» **Material for this task**
#####

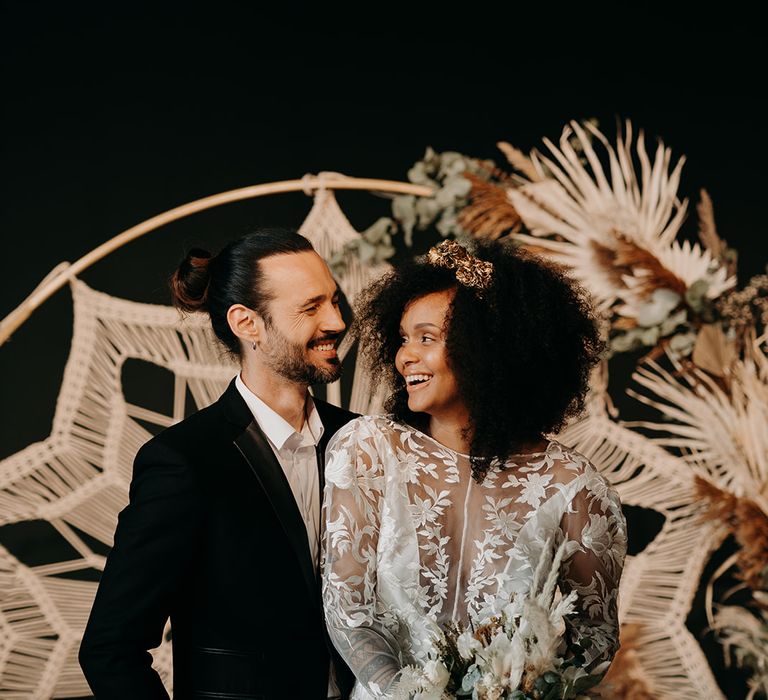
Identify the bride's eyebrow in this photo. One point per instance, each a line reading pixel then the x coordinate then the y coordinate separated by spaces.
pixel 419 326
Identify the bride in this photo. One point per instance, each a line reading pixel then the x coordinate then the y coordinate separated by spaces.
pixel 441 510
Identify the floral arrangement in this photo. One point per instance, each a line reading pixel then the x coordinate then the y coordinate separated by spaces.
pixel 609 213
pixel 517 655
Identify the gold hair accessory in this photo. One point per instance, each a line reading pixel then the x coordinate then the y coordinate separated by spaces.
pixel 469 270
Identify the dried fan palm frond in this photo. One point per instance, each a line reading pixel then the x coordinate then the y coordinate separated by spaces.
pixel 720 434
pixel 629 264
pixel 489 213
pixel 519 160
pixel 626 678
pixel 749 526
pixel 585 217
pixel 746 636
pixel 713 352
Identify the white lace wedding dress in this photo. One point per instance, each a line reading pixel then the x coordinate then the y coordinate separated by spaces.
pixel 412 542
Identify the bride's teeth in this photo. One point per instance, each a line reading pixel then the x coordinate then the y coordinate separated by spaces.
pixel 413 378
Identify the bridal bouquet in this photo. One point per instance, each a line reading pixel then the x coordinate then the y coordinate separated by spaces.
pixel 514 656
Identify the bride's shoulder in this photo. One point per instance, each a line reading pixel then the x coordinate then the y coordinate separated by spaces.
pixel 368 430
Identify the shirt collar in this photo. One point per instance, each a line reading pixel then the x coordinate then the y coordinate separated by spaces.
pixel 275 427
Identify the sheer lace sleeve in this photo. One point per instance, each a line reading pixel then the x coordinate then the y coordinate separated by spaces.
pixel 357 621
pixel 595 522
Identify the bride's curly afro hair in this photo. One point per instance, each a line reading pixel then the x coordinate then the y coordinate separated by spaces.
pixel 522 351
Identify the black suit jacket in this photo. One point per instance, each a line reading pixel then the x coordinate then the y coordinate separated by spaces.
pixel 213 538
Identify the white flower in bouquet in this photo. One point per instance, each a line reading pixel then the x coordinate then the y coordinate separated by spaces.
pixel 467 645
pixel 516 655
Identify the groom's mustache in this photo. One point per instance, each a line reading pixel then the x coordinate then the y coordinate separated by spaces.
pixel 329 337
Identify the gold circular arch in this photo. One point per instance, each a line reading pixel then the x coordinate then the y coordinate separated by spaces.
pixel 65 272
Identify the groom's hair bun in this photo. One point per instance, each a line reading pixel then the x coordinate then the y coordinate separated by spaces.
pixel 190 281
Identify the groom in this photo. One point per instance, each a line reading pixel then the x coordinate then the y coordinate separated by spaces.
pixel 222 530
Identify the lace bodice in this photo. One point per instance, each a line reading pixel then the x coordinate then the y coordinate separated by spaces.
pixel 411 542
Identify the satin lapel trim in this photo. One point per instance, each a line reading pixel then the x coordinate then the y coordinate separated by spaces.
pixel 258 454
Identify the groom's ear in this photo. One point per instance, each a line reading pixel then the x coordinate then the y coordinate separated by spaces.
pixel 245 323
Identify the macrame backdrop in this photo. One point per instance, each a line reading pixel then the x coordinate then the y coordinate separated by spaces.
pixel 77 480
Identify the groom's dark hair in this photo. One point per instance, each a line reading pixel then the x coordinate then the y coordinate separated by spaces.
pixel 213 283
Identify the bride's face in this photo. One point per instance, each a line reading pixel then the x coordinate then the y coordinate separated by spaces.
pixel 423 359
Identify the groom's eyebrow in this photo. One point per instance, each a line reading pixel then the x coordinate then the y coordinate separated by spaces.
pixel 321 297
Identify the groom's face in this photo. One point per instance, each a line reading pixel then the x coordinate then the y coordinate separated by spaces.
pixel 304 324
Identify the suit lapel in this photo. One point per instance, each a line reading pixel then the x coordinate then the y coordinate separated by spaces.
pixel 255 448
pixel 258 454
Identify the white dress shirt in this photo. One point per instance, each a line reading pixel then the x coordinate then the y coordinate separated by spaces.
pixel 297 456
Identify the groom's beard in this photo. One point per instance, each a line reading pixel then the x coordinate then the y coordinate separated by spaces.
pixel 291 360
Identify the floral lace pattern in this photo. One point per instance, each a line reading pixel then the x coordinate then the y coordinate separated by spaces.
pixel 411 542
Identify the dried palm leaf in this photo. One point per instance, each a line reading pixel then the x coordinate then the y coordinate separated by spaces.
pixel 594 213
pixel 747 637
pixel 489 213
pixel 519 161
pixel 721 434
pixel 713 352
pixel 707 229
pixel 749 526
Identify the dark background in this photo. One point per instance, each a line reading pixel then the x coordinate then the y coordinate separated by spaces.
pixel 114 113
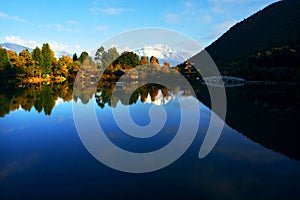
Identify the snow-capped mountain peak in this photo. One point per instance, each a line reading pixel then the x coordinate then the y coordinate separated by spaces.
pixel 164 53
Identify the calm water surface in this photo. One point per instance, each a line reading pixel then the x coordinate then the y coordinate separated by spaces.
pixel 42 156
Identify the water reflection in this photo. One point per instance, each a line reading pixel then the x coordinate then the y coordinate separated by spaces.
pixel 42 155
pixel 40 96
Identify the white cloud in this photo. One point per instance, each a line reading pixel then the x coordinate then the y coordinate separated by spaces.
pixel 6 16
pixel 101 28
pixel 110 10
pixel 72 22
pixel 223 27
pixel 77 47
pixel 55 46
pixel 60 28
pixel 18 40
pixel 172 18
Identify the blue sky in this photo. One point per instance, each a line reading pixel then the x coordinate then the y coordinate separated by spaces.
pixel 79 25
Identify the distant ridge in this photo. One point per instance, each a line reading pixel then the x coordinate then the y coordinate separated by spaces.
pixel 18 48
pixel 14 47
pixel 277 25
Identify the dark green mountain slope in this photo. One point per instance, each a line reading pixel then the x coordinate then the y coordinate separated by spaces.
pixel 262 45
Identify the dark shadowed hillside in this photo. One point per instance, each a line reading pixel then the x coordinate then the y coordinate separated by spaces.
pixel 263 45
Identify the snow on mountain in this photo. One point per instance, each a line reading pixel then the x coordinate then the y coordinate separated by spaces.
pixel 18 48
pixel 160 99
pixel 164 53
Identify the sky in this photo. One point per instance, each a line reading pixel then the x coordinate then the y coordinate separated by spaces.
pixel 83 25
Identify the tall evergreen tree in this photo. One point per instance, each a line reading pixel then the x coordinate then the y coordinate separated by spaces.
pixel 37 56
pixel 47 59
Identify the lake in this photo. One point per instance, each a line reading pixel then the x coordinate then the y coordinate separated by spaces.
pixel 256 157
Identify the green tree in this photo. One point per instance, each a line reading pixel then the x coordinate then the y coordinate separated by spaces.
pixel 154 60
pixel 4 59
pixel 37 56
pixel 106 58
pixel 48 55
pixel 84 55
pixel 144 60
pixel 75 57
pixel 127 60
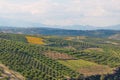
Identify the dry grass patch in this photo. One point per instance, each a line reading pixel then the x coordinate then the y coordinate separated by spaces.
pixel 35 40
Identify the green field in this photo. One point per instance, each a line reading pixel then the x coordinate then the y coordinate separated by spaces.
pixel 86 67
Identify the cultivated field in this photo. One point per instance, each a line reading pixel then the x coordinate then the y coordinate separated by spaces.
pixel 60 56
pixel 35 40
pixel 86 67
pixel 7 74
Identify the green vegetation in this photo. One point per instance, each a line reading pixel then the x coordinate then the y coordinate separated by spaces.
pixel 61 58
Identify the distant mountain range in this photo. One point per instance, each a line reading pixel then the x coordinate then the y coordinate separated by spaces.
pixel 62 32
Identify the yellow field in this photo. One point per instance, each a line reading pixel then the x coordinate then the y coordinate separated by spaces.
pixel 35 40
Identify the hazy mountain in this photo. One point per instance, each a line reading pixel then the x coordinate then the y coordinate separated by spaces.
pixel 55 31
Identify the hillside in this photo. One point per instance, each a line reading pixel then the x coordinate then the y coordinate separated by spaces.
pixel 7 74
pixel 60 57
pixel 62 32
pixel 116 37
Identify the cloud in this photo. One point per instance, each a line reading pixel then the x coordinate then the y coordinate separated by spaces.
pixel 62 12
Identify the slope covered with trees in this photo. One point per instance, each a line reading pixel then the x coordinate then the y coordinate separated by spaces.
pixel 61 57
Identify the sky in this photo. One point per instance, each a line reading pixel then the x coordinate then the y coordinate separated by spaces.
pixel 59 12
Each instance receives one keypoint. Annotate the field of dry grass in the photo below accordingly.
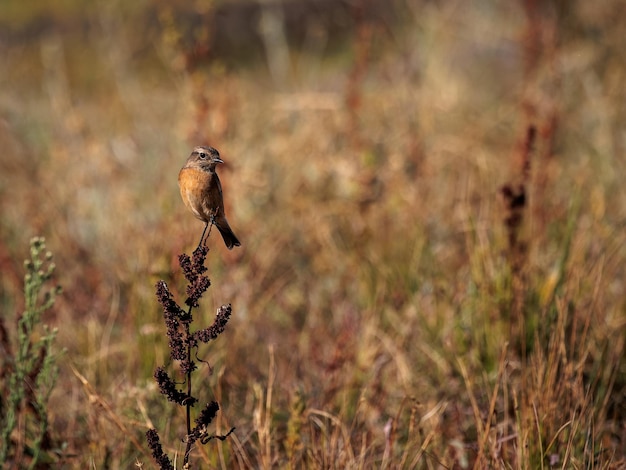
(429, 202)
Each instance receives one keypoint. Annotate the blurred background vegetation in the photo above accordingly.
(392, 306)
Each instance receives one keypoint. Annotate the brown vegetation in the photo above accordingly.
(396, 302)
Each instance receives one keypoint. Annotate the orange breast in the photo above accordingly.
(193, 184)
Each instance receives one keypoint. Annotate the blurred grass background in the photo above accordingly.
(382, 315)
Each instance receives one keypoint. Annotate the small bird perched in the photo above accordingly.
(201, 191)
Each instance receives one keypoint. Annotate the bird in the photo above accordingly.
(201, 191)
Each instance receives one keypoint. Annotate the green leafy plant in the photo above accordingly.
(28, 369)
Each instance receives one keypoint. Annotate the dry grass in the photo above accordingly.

#####

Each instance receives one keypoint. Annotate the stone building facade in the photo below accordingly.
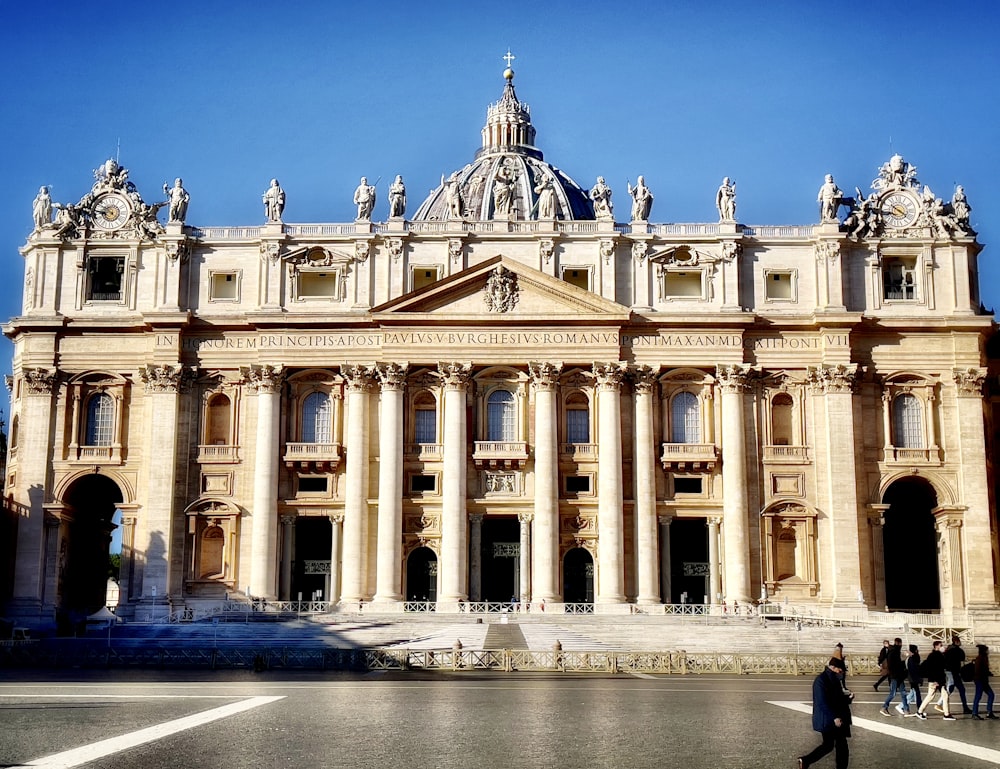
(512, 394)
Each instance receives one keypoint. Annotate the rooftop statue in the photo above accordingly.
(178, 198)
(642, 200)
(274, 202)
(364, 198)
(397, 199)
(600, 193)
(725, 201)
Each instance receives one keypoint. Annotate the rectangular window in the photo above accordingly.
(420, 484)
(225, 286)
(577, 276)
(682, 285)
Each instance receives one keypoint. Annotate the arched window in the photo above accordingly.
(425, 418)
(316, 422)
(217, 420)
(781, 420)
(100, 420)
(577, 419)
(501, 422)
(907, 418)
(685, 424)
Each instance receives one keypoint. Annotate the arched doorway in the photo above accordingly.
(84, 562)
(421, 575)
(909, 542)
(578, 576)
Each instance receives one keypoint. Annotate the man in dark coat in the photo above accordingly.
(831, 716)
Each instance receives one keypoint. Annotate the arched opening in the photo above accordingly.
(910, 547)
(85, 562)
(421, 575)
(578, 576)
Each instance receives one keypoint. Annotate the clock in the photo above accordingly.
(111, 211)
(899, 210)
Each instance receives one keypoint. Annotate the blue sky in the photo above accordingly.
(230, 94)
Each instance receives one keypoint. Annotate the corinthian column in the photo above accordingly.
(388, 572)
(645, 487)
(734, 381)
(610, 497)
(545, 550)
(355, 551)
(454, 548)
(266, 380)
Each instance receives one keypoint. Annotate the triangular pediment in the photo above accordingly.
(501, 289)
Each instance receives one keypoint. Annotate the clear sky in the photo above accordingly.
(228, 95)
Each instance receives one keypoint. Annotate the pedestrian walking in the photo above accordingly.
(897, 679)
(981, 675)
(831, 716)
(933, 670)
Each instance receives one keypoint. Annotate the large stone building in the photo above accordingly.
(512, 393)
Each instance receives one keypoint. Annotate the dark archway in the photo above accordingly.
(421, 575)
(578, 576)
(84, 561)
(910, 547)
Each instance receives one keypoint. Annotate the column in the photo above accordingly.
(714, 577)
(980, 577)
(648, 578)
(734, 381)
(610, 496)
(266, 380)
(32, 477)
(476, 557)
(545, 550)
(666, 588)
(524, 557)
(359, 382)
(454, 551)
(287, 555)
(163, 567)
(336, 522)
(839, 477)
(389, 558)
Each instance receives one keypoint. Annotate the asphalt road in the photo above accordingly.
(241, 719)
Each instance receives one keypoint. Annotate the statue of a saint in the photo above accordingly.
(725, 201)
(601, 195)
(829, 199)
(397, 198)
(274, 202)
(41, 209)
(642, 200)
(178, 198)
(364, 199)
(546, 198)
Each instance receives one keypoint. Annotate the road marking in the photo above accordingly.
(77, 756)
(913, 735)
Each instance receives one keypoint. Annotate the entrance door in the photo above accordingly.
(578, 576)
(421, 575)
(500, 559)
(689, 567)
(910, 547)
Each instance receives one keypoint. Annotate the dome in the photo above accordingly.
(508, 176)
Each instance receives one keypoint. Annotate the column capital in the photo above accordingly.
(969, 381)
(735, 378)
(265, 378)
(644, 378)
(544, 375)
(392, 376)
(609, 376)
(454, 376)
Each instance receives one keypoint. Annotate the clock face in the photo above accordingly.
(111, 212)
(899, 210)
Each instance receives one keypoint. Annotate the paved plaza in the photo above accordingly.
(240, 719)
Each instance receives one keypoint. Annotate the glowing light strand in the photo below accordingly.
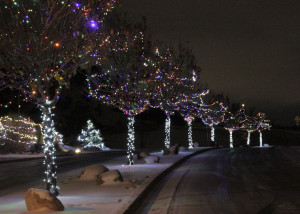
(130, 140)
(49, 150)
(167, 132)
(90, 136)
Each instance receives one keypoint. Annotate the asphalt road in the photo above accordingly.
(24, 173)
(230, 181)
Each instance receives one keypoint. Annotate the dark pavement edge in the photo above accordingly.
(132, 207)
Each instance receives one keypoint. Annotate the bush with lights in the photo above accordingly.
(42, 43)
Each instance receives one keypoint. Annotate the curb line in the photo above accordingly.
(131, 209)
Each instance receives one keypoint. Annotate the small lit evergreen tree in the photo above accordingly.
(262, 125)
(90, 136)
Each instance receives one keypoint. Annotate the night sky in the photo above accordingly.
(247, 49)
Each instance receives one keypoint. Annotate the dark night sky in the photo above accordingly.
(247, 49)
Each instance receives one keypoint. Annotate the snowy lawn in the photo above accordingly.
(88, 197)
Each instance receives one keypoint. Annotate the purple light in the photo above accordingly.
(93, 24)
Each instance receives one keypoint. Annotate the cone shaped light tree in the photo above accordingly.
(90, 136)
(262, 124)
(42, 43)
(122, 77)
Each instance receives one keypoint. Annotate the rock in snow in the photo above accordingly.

#####

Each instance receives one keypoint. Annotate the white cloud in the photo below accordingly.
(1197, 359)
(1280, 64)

#####

Referring to the material above, set down exactly the lines between the line with "Each instance receives one keypoint. Annotate the bird" and the line with "Each instance receives one keypoint. Annotate the dry", inclusive, and no other lines.

» **The completed task**
Each instance receives one keypoint. Annotate the bird in the photo above accordingly.
(201, 191)
Each instance receives one keypoint. Annotate the green leafy plant in the photo above accordingly.
(28, 369)
Each instance receives one keypoint. Annotate the dry grass in the photo above accordingly.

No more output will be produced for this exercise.